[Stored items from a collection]
_____
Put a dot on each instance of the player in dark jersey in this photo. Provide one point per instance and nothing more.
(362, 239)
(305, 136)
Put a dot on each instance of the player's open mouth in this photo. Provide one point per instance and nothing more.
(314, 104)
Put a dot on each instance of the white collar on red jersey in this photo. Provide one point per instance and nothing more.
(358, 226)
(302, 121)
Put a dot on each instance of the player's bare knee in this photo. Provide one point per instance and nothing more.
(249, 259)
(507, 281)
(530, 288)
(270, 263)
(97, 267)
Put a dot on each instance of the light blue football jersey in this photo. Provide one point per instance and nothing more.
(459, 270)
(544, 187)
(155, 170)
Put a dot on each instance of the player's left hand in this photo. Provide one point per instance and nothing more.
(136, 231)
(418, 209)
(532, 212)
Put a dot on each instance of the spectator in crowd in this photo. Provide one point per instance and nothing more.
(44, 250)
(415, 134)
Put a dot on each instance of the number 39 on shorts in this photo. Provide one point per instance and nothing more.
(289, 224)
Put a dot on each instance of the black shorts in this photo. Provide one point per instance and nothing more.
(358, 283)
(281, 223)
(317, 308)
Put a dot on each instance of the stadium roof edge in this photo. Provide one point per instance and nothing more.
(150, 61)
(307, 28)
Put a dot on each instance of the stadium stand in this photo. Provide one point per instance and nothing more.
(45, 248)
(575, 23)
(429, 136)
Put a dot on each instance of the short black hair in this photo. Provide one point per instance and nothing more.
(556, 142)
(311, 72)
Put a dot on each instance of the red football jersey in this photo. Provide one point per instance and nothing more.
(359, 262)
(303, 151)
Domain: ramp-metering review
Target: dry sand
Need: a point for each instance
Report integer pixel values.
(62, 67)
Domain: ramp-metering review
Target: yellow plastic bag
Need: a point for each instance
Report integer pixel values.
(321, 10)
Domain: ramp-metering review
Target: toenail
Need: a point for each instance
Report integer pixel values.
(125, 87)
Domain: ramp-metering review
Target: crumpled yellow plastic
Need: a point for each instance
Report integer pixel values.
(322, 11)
_____
_Aim of the exercise_
Scan the data for lines containing "plastic" and copy all of them.

_Exercise solution_
Target: yellow plastic bag
Target: crumpled yellow plastic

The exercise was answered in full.